| EXERCISE DIRECTIONS |
Transcribe, without any change, the line that includes "Coordinate example: xmin=58" and all the lines that come after it in the material below.

| RECORDS PROVIDED |
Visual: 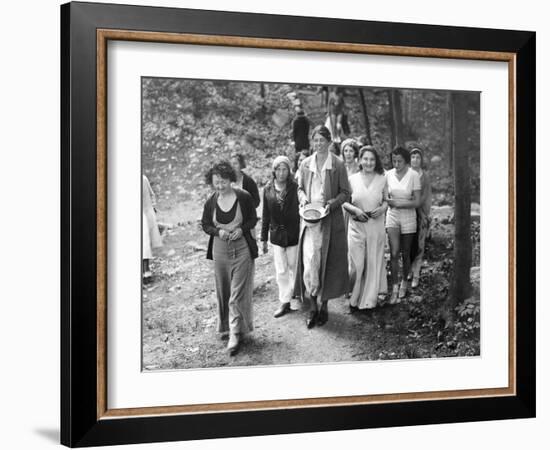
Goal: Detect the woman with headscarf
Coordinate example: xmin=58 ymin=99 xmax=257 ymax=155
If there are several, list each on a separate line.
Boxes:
xmin=294 ymin=125 xmax=351 ymax=328
xmin=343 ymin=146 xmax=388 ymax=311
xmin=201 ymin=161 xmax=259 ymax=356
xmin=261 ymin=156 xmax=300 ymax=318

| SOLUTION |
Coordinate example: xmin=58 ymin=99 xmax=257 ymax=155
If there are several, list each on a separate line.
Boxes:
xmin=294 ymin=125 xmax=351 ymax=328
xmin=343 ymin=146 xmax=388 ymax=311
xmin=201 ymin=161 xmax=259 ymax=356
xmin=261 ymin=156 xmax=300 ymax=318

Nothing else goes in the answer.